◆ DATA FOR THIS TASK ◆
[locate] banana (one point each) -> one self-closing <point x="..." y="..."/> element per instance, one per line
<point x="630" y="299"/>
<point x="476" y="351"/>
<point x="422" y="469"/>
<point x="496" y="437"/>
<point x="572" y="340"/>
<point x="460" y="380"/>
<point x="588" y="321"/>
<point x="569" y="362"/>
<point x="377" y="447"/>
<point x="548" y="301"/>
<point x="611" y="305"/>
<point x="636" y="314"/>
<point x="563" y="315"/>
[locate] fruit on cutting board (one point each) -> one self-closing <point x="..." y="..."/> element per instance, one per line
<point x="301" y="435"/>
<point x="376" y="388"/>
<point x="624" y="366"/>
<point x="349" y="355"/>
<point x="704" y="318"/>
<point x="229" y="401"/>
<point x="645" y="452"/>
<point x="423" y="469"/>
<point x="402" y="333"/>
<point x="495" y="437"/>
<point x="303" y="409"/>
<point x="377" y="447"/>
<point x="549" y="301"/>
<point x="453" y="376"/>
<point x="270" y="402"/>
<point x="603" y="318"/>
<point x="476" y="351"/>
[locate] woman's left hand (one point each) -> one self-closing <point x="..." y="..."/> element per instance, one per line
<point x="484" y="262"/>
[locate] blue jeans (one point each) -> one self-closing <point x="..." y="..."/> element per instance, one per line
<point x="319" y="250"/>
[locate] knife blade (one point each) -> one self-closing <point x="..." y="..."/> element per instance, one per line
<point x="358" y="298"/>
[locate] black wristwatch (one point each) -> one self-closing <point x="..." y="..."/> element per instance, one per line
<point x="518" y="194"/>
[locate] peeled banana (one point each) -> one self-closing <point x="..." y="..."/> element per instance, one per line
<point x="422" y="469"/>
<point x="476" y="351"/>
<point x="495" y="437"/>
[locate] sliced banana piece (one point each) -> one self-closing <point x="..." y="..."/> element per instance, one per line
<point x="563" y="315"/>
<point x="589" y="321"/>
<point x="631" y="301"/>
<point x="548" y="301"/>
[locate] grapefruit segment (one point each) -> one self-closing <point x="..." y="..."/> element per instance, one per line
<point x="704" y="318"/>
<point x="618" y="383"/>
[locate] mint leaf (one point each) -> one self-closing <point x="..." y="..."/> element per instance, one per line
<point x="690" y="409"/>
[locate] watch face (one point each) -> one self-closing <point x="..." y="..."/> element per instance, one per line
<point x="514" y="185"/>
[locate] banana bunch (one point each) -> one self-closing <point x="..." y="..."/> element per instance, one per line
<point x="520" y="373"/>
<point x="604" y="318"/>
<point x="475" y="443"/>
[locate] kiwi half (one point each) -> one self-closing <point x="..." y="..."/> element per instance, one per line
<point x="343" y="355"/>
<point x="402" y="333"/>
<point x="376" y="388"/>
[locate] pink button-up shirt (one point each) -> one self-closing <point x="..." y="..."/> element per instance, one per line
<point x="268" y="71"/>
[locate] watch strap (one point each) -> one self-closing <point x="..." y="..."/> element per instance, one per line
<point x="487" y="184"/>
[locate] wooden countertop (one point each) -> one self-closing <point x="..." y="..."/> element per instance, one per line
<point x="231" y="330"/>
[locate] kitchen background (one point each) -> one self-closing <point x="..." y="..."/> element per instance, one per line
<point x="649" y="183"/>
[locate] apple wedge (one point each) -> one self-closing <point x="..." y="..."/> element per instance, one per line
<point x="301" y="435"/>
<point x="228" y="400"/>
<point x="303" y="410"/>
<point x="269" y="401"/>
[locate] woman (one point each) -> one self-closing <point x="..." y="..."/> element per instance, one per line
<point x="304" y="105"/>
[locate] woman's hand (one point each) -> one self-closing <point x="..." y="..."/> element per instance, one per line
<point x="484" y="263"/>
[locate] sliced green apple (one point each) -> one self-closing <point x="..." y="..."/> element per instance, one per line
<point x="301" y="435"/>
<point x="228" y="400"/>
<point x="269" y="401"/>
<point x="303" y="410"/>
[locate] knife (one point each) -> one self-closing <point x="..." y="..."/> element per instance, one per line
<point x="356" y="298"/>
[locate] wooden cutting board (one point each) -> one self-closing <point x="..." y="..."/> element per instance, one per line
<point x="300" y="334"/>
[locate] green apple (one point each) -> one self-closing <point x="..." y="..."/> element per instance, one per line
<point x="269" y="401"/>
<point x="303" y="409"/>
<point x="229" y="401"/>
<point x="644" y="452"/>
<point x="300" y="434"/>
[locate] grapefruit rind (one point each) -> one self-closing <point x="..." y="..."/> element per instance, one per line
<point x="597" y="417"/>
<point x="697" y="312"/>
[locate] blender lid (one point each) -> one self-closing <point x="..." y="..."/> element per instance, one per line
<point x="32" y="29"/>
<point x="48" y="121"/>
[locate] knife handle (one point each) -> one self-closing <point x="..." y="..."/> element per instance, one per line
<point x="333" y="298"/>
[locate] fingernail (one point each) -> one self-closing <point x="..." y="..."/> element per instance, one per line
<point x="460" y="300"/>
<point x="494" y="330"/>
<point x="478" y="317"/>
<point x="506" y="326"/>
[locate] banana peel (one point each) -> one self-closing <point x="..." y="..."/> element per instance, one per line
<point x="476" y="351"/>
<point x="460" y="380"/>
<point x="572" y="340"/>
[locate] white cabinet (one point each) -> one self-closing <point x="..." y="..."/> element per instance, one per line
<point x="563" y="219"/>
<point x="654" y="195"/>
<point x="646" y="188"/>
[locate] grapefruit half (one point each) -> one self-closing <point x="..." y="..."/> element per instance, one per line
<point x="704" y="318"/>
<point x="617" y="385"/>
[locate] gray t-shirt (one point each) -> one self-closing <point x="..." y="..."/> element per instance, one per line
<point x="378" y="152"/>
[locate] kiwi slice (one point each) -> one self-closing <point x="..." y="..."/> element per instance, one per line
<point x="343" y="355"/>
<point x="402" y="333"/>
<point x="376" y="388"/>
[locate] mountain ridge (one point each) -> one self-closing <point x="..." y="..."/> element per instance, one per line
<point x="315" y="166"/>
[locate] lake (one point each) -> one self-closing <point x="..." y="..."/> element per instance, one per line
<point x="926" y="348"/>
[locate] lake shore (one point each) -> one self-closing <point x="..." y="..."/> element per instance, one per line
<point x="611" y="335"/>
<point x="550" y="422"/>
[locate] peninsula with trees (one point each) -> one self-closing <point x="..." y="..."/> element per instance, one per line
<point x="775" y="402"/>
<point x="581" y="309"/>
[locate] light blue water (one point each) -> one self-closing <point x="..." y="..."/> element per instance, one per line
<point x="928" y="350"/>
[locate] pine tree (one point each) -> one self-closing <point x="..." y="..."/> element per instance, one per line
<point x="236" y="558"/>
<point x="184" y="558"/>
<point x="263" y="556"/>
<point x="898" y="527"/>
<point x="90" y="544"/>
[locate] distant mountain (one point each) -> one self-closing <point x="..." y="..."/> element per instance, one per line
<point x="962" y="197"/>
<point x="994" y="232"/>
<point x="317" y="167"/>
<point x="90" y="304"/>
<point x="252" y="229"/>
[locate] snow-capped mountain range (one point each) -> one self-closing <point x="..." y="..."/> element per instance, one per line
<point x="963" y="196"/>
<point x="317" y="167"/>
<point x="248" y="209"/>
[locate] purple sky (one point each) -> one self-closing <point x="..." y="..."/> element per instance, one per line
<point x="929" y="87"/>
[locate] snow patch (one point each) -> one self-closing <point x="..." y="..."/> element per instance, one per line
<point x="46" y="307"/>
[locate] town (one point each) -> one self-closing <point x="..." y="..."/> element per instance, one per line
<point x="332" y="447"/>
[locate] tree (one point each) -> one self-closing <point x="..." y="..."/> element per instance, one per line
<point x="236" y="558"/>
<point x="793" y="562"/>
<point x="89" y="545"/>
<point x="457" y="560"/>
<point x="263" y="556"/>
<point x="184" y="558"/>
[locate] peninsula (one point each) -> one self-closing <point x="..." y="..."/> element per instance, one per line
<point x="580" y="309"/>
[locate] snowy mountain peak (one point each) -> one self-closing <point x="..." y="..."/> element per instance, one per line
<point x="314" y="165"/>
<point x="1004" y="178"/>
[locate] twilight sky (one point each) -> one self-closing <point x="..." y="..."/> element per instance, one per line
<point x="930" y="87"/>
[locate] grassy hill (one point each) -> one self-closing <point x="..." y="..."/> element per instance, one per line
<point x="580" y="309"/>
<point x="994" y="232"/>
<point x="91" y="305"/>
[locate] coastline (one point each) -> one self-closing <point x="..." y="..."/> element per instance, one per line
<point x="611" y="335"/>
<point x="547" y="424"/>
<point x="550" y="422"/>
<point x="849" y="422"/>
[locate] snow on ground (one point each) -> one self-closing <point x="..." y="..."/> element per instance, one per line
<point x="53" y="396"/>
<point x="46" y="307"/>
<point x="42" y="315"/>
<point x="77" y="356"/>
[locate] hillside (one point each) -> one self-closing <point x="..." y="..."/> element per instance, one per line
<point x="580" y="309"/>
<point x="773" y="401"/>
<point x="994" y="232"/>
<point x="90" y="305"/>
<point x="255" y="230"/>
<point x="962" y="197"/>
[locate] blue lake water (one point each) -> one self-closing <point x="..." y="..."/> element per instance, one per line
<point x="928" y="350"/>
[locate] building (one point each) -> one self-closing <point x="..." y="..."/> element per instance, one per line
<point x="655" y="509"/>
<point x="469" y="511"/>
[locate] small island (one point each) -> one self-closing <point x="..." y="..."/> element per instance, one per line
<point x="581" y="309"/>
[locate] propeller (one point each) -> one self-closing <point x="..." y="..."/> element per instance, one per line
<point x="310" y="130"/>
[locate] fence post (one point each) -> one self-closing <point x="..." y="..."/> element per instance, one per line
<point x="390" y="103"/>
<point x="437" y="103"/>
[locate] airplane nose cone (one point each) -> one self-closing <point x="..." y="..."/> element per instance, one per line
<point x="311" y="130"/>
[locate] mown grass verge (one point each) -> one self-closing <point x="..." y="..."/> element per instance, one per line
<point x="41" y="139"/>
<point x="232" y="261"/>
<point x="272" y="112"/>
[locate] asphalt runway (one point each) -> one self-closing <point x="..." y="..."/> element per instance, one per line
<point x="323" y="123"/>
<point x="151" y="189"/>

◆ SHORT TASK ◆
Find the line that contains "[locate] snow on". Repeat it and every line after it, exactly as written, up to and including the last line of the records above.

◆ SOLUTION ◆
[locate] snow on ground (one point each) -> one self-closing <point x="..." y="..."/> element per instance, one per line
<point x="53" y="396"/>
<point x="46" y="307"/>
<point x="42" y="315"/>
<point x="77" y="356"/>
[locate] hillside (one point each) -> one self-closing <point x="..." y="..."/> element per instance, one per line
<point x="580" y="309"/>
<point x="773" y="401"/>
<point x="994" y="232"/>
<point x="90" y="305"/>
<point x="255" y="230"/>
<point x="962" y="197"/>
[locate] blue lake water (one point each) -> one self-closing <point x="..." y="..."/> element per instance, one per line
<point x="928" y="350"/>
[locate] building (one point each) -> one self-closing <point x="..." y="..."/> element per instance, one per line
<point x="655" y="509"/>
<point x="469" y="511"/>
[locate] small island (one point each) -> one self-closing <point x="..." y="..."/> element per instance, one per line
<point x="581" y="309"/>
[locate] propeller (one point each) -> one self-closing <point x="..." y="..."/> element per instance, one per line
<point x="310" y="130"/>
[locate] fence post (one point each) -> one self-closing <point x="..." y="..."/> element per instance, one per line
<point x="390" y="103"/>
<point x="437" y="103"/>
[locate] airplane nose cone (one point each) -> one self-closing <point x="..." y="..."/> element per instance, one per line
<point x="311" y="130"/>
[locate] mown grass verge (one point each) -> one self-closing <point x="..." y="..."/> element per instance, one per line
<point x="41" y="139"/>
<point x="232" y="261"/>
<point x="272" y="112"/>
[locate] asphalt runway (one point each) -> one self-closing <point x="..." y="..."/> element per instance, one per line
<point x="323" y="123"/>
<point x="151" y="189"/>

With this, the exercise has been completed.